▶ _ENTRIES SHOWN_:
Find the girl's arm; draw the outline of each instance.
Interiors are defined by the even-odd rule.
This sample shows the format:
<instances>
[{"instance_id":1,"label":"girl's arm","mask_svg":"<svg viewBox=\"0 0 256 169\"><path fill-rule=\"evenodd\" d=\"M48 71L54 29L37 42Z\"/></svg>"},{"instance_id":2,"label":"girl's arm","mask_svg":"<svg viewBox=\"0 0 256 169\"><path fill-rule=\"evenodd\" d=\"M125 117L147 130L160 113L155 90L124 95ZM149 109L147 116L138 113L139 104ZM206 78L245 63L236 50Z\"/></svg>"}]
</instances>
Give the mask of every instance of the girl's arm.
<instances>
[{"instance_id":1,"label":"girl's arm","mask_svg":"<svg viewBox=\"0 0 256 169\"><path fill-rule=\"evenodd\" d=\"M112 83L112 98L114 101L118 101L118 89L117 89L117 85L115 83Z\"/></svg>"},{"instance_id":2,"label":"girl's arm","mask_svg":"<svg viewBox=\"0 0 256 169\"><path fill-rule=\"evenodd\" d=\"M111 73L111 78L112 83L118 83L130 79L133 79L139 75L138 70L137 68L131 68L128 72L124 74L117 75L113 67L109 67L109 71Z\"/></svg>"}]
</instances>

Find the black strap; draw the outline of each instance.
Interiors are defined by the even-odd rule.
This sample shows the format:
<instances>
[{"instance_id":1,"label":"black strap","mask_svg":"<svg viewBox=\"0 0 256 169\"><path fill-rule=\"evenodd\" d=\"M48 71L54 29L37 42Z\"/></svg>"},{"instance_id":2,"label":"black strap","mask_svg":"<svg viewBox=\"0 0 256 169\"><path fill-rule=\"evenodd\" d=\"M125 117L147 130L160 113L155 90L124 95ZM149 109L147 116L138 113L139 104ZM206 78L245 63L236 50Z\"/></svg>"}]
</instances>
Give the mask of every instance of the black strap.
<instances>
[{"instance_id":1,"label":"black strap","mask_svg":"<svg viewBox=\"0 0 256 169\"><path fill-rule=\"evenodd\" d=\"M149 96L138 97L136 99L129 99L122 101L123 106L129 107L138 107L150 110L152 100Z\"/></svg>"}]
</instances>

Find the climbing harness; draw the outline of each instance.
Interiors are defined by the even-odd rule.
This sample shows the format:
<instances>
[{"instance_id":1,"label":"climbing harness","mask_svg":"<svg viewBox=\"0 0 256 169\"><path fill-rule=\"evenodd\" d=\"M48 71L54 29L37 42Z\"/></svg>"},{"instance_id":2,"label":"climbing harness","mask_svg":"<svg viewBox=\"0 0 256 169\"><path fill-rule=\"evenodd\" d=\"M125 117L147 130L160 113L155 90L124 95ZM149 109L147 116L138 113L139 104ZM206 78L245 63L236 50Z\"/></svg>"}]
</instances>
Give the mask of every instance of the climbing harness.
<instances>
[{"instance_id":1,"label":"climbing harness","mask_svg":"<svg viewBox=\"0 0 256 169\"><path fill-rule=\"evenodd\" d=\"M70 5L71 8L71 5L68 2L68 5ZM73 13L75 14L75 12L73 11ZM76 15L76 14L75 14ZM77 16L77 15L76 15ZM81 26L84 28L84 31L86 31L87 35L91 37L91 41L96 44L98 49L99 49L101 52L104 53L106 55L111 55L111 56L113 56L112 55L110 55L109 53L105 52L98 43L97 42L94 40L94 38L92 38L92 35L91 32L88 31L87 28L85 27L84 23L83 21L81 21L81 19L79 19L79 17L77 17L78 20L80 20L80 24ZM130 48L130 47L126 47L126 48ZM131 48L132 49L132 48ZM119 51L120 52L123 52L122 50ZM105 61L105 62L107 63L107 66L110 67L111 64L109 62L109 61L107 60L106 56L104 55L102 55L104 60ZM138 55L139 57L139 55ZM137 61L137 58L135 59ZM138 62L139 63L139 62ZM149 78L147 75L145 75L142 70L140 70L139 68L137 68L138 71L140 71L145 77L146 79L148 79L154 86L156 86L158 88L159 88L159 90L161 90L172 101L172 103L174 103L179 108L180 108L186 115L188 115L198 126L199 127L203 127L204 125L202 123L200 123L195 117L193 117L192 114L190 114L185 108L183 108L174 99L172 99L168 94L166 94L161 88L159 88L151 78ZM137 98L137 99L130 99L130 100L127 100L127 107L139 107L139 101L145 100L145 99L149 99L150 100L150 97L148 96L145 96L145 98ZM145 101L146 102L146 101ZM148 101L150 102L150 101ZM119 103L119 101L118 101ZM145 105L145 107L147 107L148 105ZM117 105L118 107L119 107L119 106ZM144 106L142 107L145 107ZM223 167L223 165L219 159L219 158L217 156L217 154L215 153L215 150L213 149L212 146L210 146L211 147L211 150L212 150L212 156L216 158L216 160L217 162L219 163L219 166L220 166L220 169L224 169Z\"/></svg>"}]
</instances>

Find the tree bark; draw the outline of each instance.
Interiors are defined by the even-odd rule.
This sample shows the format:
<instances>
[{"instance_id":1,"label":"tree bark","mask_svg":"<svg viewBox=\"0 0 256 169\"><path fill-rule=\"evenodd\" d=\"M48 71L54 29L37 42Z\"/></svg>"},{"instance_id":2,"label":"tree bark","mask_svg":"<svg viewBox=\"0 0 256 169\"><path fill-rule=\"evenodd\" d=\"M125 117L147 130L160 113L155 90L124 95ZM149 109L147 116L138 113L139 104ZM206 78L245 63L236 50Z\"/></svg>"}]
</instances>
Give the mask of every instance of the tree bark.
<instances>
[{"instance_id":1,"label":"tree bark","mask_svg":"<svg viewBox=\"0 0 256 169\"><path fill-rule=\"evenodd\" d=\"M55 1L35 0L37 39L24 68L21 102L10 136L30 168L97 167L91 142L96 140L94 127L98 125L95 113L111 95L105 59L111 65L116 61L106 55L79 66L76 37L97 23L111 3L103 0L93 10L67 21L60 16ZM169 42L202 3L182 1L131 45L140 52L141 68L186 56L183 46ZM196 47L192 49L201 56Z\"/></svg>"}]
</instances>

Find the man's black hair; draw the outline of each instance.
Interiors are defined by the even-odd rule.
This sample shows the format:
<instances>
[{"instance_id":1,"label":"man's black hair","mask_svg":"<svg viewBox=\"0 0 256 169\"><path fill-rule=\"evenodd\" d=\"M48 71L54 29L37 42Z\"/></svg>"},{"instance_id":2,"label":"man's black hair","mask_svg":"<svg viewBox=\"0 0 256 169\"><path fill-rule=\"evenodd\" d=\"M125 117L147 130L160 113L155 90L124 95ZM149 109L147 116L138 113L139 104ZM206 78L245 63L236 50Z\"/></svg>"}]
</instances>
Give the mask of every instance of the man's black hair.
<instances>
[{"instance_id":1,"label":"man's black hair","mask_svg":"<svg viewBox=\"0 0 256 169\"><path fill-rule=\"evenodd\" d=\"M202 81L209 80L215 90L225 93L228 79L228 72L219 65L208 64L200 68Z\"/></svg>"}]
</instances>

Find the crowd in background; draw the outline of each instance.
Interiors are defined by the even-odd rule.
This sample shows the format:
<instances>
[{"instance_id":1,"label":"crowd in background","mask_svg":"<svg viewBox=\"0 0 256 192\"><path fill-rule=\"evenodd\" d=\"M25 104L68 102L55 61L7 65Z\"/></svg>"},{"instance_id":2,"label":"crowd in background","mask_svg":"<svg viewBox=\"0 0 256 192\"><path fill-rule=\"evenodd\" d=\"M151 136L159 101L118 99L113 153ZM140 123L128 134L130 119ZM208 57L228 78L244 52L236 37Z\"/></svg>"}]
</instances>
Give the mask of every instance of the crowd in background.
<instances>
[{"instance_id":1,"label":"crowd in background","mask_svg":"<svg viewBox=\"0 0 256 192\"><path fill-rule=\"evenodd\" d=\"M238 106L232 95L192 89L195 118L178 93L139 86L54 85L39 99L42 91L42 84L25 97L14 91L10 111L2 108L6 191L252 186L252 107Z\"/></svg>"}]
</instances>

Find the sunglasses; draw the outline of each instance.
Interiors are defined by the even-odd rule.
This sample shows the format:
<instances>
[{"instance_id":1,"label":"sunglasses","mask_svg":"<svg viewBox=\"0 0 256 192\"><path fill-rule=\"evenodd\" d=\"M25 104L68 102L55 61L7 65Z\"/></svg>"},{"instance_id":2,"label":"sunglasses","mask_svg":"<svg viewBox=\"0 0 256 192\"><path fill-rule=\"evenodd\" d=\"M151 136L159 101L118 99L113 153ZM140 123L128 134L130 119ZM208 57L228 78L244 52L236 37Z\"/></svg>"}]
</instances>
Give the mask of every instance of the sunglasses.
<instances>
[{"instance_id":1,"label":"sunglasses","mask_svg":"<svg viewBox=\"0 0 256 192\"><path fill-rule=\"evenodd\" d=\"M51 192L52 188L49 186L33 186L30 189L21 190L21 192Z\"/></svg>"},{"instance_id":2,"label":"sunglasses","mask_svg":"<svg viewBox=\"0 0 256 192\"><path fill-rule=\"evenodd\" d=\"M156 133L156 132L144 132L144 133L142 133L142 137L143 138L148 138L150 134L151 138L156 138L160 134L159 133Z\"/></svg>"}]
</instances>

▶ _WHAT TO PRODUCE_: Identify every line in the records above that contains the string "hair", treating uppercase and lowercase as different, and copy each of those lines.

▶ _PROBLEM SOLUTION_:
Find the man's black hair; draw the outline of each instance.
[{"instance_id":1,"label":"man's black hair","mask_svg":"<svg viewBox=\"0 0 256 169\"><path fill-rule=\"evenodd\" d=\"M48 71L54 29L37 42Z\"/></svg>"},{"instance_id":2,"label":"man's black hair","mask_svg":"<svg viewBox=\"0 0 256 169\"><path fill-rule=\"evenodd\" d=\"M125 117L147 130L160 113L155 90L124 95ZM149 109L147 116L138 113L139 104ZM206 78L245 63L236 50Z\"/></svg>"}]
Give the mask of every instance of the man's black hair.
[{"instance_id":1,"label":"man's black hair","mask_svg":"<svg viewBox=\"0 0 256 169\"><path fill-rule=\"evenodd\" d=\"M202 81L209 80L215 90L225 93L228 79L228 72L219 65L208 64L200 68Z\"/></svg>"}]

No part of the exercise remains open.